**Written request:**
Render every line of the entries below as a numbered list, omitting blank lines.

**Exercise inputs:**
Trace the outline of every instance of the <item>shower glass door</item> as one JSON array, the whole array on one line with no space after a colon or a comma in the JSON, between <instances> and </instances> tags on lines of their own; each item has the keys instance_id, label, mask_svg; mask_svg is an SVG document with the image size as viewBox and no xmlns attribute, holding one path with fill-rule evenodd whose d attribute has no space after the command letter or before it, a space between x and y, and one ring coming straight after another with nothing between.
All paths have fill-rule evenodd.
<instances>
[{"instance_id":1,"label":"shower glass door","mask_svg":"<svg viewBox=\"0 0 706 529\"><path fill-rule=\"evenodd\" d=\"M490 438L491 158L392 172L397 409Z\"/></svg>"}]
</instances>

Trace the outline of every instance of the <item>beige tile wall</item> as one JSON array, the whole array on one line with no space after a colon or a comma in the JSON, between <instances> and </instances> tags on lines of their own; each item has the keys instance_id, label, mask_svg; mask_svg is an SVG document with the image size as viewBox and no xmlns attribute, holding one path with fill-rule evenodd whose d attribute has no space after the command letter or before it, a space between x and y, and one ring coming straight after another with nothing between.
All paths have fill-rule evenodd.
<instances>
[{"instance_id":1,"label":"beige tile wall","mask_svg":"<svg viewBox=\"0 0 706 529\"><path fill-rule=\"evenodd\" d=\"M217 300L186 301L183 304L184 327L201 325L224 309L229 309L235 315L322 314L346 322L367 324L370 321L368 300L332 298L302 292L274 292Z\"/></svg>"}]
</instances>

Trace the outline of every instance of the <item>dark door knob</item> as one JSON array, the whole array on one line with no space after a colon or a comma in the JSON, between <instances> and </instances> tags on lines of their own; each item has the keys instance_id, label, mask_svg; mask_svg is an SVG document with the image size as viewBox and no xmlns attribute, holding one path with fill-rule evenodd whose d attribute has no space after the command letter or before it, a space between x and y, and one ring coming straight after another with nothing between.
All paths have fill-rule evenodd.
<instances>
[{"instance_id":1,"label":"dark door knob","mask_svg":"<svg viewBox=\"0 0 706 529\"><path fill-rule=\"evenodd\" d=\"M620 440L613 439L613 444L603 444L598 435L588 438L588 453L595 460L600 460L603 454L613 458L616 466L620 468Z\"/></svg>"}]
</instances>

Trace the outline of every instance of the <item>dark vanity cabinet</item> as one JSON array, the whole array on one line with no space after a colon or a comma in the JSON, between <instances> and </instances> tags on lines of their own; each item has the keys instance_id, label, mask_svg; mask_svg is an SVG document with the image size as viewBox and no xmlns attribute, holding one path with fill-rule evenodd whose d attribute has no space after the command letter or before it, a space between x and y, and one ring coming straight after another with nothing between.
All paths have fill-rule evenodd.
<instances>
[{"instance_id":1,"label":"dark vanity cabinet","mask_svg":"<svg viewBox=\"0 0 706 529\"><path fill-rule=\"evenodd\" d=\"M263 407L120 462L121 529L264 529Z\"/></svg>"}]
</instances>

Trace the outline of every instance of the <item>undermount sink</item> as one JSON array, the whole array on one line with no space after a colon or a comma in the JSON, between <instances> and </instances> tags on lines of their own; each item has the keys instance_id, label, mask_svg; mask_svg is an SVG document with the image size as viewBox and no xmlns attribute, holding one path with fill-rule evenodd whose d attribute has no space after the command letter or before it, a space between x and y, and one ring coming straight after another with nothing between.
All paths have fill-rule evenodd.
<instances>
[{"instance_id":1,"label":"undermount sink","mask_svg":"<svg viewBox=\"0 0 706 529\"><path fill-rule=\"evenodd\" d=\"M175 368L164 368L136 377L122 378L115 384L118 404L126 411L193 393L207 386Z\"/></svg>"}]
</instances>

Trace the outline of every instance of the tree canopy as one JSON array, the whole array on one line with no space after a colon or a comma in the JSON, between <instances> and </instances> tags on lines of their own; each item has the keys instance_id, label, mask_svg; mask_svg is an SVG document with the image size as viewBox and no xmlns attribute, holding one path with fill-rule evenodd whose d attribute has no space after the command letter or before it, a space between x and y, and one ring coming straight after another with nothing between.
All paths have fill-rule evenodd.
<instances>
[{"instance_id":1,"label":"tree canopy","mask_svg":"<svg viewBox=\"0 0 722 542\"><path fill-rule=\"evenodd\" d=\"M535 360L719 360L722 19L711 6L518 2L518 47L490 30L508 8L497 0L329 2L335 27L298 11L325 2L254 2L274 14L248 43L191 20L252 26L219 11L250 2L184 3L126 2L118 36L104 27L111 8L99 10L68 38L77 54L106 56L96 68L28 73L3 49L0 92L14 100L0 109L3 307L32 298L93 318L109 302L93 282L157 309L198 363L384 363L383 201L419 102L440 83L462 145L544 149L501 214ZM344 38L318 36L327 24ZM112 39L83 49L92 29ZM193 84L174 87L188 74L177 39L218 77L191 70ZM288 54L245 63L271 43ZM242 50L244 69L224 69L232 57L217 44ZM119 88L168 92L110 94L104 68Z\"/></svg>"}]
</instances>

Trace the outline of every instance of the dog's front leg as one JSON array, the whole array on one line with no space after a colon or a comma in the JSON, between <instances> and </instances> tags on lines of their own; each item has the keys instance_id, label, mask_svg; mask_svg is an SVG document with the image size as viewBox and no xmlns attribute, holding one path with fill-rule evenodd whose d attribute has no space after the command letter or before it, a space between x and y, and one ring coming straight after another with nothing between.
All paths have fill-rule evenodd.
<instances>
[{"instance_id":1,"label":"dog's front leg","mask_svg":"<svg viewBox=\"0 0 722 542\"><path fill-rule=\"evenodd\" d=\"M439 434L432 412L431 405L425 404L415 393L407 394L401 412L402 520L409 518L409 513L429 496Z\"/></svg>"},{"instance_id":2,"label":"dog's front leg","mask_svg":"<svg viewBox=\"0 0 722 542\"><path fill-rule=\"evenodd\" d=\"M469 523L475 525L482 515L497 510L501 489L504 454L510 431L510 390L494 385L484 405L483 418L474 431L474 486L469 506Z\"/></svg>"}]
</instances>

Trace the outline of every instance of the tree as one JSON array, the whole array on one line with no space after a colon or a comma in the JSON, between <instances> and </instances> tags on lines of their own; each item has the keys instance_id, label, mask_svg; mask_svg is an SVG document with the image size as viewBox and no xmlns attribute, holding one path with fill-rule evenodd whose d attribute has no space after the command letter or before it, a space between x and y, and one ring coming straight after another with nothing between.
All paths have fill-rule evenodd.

**Correct output:**
1. Trace the outline of every instance of the <item>shower glass door</item> as one JSON array, the whole array on one line with no space after a colon or a comma in the JSON, between <instances> and </instances> tags on lines of their own; each item has the keys instance_id, label, mask_svg; mask_svg is an SVG document with the image size as viewBox and no xmlns attribute, holding one path with fill-rule evenodd whose d attribute has no space after the command letter or before it, a space between x and y, and one ring coming straight after another with nothing between.
2. All paths have fill-rule evenodd.
3. <instances>
4. [{"instance_id":1,"label":"shower glass door","mask_svg":"<svg viewBox=\"0 0 706 529\"><path fill-rule=\"evenodd\" d=\"M490 438L491 158L392 172L397 409Z\"/></svg>"}]
5. </instances>
6. Trace the outline of every instance of the <item>beige tile wall</item> as one JSON array, the whole array on one line with no space after a colon or a comma in the JSON, between <instances> and </instances> tags on lines of their own; each item has the keys instance_id, label, mask_svg; mask_svg is an SVG document with the image size as viewBox and no xmlns attribute, holding one path with fill-rule evenodd whose d attribute has no space after the command letter or before it, a space between x and y, and one ring coming straight after another with nothing between.
7. All paths have fill-rule evenodd.
8. <instances>
9. [{"instance_id":1,"label":"beige tile wall","mask_svg":"<svg viewBox=\"0 0 706 529\"><path fill-rule=\"evenodd\" d=\"M217 300L186 301L183 304L184 327L201 325L224 309L229 309L235 315L322 314L346 322L367 324L370 321L368 300L332 298L302 292L274 292Z\"/></svg>"}]
10. </instances>
11. Trace the outline of every instance of the <item>dark door knob</item> as one JSON array, the whole array on one line with no space after a colon or a comma in the JSON, between <instances> and </instances> tags on lines of their own; each item has the keys instance_id, label, mask_svg; mask_svg is an SVG document with the image size as viewBox and no xmlns attribute, holding one path with fill-rule evenodd whose d attribute has no space after the command letter or before it, a space between x and y, and one ring coming straight after another with nothing between.
12. All paths have fill-rule evenodd.
13. <instances>
14. [{"instance_id":1,"label":"dark door knob","mask_svg":"<svg viewBox=\"0 0 706 529\"><path fill-rule=\"evenodd\" d=\"M620 440L613 439L613 444L603 444L598 435L588 438L588 453L595 460L600 460L603 454L613 458L616 466L620 468Z\"/></svg>"}]
15. </instances>
16. Trace the outline of every instance of the <item>dark vanity cabinet</item> as one JSON array, the whole array on one line with no space after a colon or a comma in the JSON, between <instances> and </instances> tags on lines of their own; each item has the keys instance_id, label, mask_svg; mask_svg is an SVG document with the image size as viewBox and no xmlns attribute, holding one path with fill-rule evenodd whose d attribute has no space after the command letter or before it, a space between x and y, and one ring coming straight after another with nothing between.
17. All paths have fill-rule evenodd.
18. <instances>
19. [{"instance_id":1,"label":"dark vanity cabinet","mask_svg":"<svg viewBox=\"0 0 706 529\"><path fill-rule=\"evenodd\" d=\"M263 407L120 462L121 529L264 529Z\"/></svg>"}]
20. </instances>
21. Trace the outline of every instance of the <item>undermount sink</item> as one JSON array, the whole array on one line with no space after a colon or a comma in the JSON, between <instances> and </instances> tags on lines of their own; each item has the keys instance_id, label, mask_svg; mask_svg is an SVG document with the image size as viewBox and no xmlns attribute, holding one path with fill-rule evenodd whose d attribute has no space after the command letter or before it, a space between x and y, and one ring coming straight after another with nothing between.
22. All paths have fill-rule evenodd.
23. <instances>
24. [{"instance_id":1,"label":"undermount sink","mask_svg":"<svg viewBox=\"0 0 706 529\"><path fill-rule=\"evenodd\" d=\"M175 368L164 368L136 377L122 378L115 384L118 404L126 411L193 393L207 386Z\"/></svg>"}]
25. </instances>
26. Trace the outline of every instance of the tree canopy as one JSON array, the whole array on one line with no space after a colon or a comma in the JSON, between <instances> and </instances> tags on lines of their own; each item has the keys instance_id, label, mask_svg; mask_svg is an SVG document with the image size as viewBox and no xmlns attribute, holding one path with fill-rule evenodd whose d attribute has no space after the command letter or before it, a space between x and y, and one ring coming straight after another with nothing between.
27. All paths have fill-rule evenodd.
28. <instances>
29. [{"instance_id":1,"label":"tree canopy","mask_svg":"<svg viewBox=\"0 0 722 542\"><path fill-rule=\"evenodd\" d=\"M535 360L719 360L722 19L711 6L518 2L518 47L490 30L508 8L497 0L329 2L335 27L298 11L325 2L254 2L274 14L248 43L191 20L252 26L219 11L250 2L184 3L126 2L118 36L104 27L111 8L99 10L68 38L77 54L106 56L96 68L28 73L3 49L0 92L14 100L0 109L3 307L32 298L93 318L109 302L93 282L157 309L198 363L384 363L383 201L419 102L440 83L462 145L544 149L501 214ZM344 38L318 36L327 24ZM112 39L83 49L92 29ZM193 84L174 87L188 74L177 39L218 77L191 70ZM288 54L245 63L271 43ZM242 50L244 69L224 69L232 57L217 44ZM119 88L168 92L110 94L104 68Z\"/></svg>"}]
30. </instances>
31. Trace the outline of every instance of the dog's front leg as one JSON array, the whole array on one line with no space after a colon or a comma in the JSON, between <instances> and </instances> tags on lines of their own; each item has the keys instance_id, label, mask_svg; mask_svg is an SVG document with the image size as viewBox and no xmlns attribute, holding one path with fill-rule evenodd whose d attribute has no space after the command letter or before it, a space between x and y, and one ring coming straight after another with nothing between.
32. All paths have fill-rule evenodd.
33. <instances>
34. [{"instance_id":1,"label":"dog's front leg","mask_svg":"<svg viewBox=\"0 0 722 542\"><path fill-rule=\"evenodd\" d=\"M439 434L432 412L431 405L425 404L415 393L407 394L401 412L402 520L409 518L409 513L429 496Z\"/></svg>"},{"instance_id":2,"label":"dog's front leg","mask_svg":"<svg viewBox=\"0 0 722 542\"><path fill-rule=\"evenodd\" d=\"M469 523L475 525L482 515L497 510L501 489L504 454L510 431L510 390L494 385L484 405L483 418L474 431L474 486L469 506Z\"/></svg>"}]
35. </instances>
36. Trace the outline of every instance of the tree as one JSON array, the whole array on one line with no space after a colon or a comma in the JSON, between <instances> and </instances> tags on lines of their own; each item has the keys instance_id, label, mask_svg; mask_svg is an SVG document with the image size as viewBox and no xmlns attribute, holding one path with fill-rule evenodd whose d attribute has no space after the command letter or before it, a space between x and y, and one ring coming straight after another with nothing between.
37. All paths have fill-rule evenodd.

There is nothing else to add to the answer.